## WHAT TO WORK ON
Look through the records below for the line with "Target: shadowed rock face". Return that line and each one after it up to and including the line with "Target: clear sky", exactly.
—————
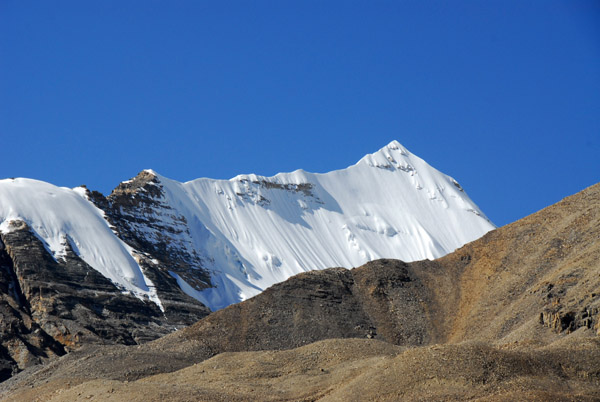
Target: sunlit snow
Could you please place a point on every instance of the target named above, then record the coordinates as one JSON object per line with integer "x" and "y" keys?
{"x": 254, "y": 231}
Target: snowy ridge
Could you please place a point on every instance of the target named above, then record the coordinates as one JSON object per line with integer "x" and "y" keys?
{"x": 256, "y": 231}
{"x": 251, "y": 231}
{"x": 58, "y": 215}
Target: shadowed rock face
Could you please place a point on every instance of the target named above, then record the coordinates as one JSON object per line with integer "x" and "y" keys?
{"x": 513, "y": 313}
{"x": 50, "y": 307}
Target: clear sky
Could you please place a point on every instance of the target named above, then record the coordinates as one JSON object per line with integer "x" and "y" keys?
{"x": 502, "y": 95}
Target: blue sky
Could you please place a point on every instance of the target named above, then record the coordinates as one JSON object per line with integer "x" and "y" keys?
{"x": 502, "y": 95}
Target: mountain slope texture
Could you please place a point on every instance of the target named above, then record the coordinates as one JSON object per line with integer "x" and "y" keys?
{"x": 514, "y": 315}
{"x": 226, "y": 240}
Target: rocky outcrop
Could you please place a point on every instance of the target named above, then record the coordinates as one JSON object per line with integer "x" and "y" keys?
{"x": 141, "y": 217}
{"x": 50, "y": 307}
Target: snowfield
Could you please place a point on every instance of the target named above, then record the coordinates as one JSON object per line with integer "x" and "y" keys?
{"x": 253, "y": 231}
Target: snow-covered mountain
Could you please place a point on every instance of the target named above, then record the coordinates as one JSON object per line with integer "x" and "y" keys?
{"x": 227, "y": 240}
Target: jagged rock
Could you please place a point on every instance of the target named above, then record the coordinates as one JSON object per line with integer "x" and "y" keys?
{"x": 50, "y": 307}
{"x": 137, "y": 211}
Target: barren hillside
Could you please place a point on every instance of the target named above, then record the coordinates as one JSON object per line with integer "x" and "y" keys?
{"x": 513, "y": 314}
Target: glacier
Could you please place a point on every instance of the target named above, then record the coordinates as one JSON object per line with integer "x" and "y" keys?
{"x": 251, "y": 231}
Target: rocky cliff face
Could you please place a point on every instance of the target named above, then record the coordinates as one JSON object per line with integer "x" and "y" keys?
{"x": 143, "y": 219}
{"x": 50, "y": 307}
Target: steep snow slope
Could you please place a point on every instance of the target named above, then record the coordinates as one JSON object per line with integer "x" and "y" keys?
{"x": 253, "y": 231}
{"x": 59, "y": 216}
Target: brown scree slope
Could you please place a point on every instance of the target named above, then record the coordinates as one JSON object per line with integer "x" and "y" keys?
{"x": 511, "y": 315}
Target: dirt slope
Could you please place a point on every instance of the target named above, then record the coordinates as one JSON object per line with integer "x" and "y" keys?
{"x": 513, "y": 313}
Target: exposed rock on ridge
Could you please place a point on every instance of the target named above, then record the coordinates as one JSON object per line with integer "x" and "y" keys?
{"x": 50, "y": 307}
{"x": 479, "y": 307}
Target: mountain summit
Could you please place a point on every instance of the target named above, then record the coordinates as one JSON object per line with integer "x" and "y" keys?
{"x": 223, "y": 241}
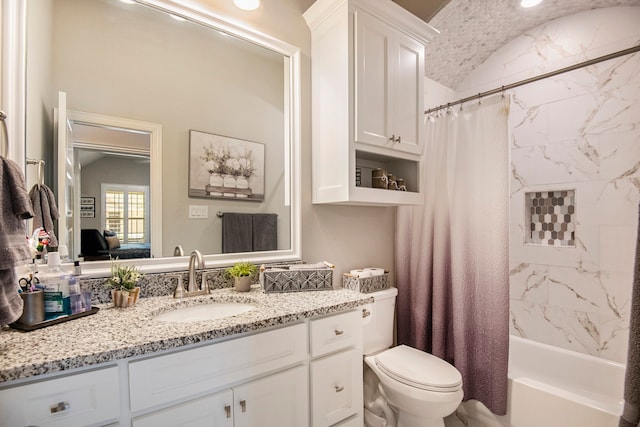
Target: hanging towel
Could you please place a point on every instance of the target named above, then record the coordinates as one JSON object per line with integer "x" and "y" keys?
{"x": 15, "y": 207}
{"x": 265, "y": 232}
{"x": 631, "y": 411}
{"x": 237, "y": 232}
{"x": 45, "y": 210}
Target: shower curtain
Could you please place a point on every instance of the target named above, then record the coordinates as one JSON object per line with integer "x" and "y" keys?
{"x": 452, "y": 252}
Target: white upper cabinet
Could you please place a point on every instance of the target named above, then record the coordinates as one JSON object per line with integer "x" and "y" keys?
{"x": 367, "y": 71}
{"x": 389, "y": 85}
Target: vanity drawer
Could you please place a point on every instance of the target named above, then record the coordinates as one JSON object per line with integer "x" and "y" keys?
{"x": 162, "y": 379}
{"x": 333, "y": 333}
{"x": 336, "y": 387}
{"x": 74, "y": 400}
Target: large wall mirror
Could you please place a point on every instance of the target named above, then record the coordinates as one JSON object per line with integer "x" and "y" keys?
{"x": 175, "y": 70}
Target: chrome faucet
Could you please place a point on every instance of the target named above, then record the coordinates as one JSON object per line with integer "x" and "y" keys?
{"x": 196, "y": 257}
{"x": 195, "y": 262}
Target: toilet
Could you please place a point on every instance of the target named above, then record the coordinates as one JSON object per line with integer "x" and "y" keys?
{"x": 403, "y": 387}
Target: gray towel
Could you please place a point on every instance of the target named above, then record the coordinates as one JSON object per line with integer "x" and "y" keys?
{"x": 15, "y": 207}
{"x": 631, "y": 412}
{"x": 45, "y": 211}
{"x": 237, "y": 232}
{"x": 265, "y": 232}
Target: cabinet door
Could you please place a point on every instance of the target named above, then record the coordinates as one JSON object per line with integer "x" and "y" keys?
{"x": 407, "y": 91}
{"x": 210, "y": 411}
{"x": 373, "y": 41}
{"x": 80, "y": 399}
{"x": 277, "y": 400}
{"x": 336, "y": 384}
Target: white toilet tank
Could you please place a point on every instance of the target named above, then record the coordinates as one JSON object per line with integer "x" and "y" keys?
{"x": 378, "y": 324}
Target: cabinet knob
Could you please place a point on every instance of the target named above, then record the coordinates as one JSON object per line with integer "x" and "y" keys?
{"x": 60, "y": 407}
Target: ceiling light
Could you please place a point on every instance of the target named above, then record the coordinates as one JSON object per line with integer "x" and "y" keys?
{"x": 529, "y": 3}
{"x": 247, "y": 4}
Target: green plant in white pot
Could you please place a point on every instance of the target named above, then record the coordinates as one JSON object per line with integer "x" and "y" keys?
{"x": 243, "y": 273}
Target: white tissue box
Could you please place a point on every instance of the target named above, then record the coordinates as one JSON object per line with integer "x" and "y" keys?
{"x": 281, "y": 279}
{"x": 366, "y": 284}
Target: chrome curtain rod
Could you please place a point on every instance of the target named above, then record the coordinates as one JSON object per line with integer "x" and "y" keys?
{"x": 617, "y": 54}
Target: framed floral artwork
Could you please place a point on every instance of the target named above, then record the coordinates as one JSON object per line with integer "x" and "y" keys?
{"x": 225, "y": 168}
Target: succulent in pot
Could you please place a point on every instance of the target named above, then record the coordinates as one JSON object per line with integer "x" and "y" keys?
{"x": 243, "y": 273}
{"x": 124, "y": 284}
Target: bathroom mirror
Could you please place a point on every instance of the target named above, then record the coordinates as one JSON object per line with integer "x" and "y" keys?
{"x": 183, "y": 69}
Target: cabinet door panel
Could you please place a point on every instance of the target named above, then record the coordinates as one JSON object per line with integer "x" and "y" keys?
{"x": 372, "y": 107}
{"x": 209, "y": 411}
{"x": 277, "y": 400}
{"x": 409, "y": 114}
{"x": 336, "y": 383}
{"x": 79, "y": 399}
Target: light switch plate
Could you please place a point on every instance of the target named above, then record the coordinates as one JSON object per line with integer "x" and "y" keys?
{"x": 198, "y": 212}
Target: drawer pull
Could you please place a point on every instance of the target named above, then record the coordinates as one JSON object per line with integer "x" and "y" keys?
{"x": 60, "y": 407}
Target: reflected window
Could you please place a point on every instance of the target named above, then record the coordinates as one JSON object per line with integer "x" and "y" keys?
{"x": 125, "y": 210}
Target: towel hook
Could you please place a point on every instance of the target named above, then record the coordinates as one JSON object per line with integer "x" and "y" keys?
{"x": 5, "y": 135}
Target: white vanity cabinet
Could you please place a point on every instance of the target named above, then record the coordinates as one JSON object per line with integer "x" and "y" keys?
{"x": 305, "y": 374}
{"x": 88, "y": 398}
{"x": 275, "y": 400}
{"x": 336, "y": 369}
{"x": 367, "y": 71}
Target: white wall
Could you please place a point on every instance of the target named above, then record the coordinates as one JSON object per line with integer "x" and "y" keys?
{"x": 575, "y": 131}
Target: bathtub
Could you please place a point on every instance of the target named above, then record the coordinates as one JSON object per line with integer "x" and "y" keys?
{"x": 552, "y": 387}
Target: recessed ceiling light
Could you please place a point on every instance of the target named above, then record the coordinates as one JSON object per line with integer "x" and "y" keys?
{"x": 529, "y": 3}
{"x": 247, "y": 4}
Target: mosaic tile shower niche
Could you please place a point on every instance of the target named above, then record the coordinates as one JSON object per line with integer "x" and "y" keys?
{"x": 551, "y": 217}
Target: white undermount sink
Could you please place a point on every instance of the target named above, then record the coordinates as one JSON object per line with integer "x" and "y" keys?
{"x": 209, "y": 311}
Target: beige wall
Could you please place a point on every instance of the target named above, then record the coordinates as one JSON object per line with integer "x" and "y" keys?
{"x": 348, "y": 236}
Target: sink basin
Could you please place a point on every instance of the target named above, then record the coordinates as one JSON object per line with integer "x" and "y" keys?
{"x": 211, "y": 311}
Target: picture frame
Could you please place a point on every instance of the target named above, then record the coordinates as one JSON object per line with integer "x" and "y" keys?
{"x": 87, "y": 207}
{"x": 222, "y": 167}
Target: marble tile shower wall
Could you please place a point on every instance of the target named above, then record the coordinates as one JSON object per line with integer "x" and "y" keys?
{"x": 577, "y": 131}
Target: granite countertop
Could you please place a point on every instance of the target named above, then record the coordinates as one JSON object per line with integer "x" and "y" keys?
{"x": 117, "y": 333}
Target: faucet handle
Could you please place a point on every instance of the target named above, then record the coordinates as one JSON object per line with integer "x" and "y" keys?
{"x": 179, "y": 292}
{"x": 204, "y": 285}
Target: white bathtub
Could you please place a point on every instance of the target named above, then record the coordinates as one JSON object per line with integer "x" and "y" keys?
{"x": 553, "y": 387}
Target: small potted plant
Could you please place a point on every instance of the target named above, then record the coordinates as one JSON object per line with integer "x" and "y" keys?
{"x": 242, "y": 273}
{"x": 124, "y": 284}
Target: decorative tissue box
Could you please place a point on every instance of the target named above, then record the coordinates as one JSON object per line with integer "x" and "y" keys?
{"x": 297, "y": 278}
{"x": 366, "y": 284}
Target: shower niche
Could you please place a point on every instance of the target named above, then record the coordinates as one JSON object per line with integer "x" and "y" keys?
{"x": 550, "y": 218}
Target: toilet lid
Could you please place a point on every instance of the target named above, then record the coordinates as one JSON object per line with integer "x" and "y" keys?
{"x": 418, "y": 369}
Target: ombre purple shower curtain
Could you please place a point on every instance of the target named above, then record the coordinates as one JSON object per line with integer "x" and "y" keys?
{"x": 452, "y": 252}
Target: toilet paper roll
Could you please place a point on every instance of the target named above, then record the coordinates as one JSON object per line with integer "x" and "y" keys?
{"x": 375, "y": 271}
{"x": 360, "y": 273}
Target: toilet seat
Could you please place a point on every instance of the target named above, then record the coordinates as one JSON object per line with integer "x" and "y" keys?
{"x": 418, "y": 369}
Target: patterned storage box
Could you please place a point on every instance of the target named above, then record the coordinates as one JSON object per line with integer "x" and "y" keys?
{"x": 366, "y": 284}
{"x": 283, "y": 279}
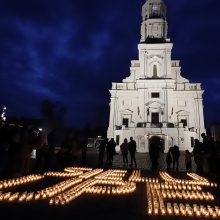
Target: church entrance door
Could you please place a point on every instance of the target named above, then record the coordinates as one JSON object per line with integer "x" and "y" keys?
{"x": 156, "y": 142}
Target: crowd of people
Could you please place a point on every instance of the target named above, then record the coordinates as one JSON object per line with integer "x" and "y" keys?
{"x": 21, "y": 141}
{"x": 206, "y": 155}
{"x": 27, "y": 149}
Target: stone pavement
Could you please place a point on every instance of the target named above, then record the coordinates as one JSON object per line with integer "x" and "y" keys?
{"x": 143, "y": 161}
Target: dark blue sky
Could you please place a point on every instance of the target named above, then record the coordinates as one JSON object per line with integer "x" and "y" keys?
{"x": 70, "y": 51}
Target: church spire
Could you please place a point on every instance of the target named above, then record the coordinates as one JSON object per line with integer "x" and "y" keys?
{"x": 154, "y": 25}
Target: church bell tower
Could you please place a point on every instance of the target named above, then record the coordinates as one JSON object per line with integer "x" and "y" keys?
{"x": 154, "y": 25}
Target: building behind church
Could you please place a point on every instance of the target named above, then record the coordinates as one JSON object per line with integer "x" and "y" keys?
—————
## SOLUTION
Target: shadowed rock face
Could you please place a point on every instance of the target named above, then record the coordinates as one JSON object per line with integer "x" and "y" keys?
{"x": 513, "y": 313}
{"x": 50, "y": 307}
Target: clear sky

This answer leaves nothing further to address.